YOUR GOAL
After repeating the line containing "of the soil", stop; until then, repeat each line of the listing below exactly, starting with the first.

EXCERPTED DATA
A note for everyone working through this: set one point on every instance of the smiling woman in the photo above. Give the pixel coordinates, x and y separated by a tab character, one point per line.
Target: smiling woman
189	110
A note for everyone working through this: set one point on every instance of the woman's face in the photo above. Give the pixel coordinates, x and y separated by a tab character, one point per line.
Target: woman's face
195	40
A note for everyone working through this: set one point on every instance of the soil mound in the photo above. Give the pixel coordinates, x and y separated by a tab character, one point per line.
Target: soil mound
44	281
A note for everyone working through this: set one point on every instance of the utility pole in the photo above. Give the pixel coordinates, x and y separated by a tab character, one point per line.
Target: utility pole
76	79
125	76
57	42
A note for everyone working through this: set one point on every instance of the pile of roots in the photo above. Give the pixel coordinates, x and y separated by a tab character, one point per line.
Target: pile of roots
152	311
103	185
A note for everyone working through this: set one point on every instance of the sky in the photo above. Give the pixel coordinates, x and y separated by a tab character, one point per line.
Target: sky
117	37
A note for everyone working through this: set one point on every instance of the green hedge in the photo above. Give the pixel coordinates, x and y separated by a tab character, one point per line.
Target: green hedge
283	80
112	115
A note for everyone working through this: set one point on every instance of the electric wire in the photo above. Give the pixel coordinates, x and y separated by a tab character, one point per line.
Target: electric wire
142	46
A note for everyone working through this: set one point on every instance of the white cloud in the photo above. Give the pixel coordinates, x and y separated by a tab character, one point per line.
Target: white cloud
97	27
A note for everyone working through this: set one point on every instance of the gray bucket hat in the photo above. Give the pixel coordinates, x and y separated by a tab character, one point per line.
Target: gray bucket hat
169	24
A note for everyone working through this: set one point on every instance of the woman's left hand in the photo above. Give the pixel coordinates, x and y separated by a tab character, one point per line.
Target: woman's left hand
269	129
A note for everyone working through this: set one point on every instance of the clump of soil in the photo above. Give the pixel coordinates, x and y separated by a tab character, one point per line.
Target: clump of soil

REPLY TO THE EXERCISE
A note for everyone working through this: set one point on every instance of the smiling woman in the photo above. Give the pixel coordinates, x and y separated by a tab character, one point per line.
Target: smiling woman
189	110
A note for everyone working through this: set one point on every instance of the woman's face in the photo above. Give the pixel coordinates, x and y separated by a tab character, one point per line.
Target: woman's face
195	40
A note for everyone working through this: set one point on every instance of the soil mound in the photo above. Give the pixel coordinates, x and y separated by a tab character, one point per line.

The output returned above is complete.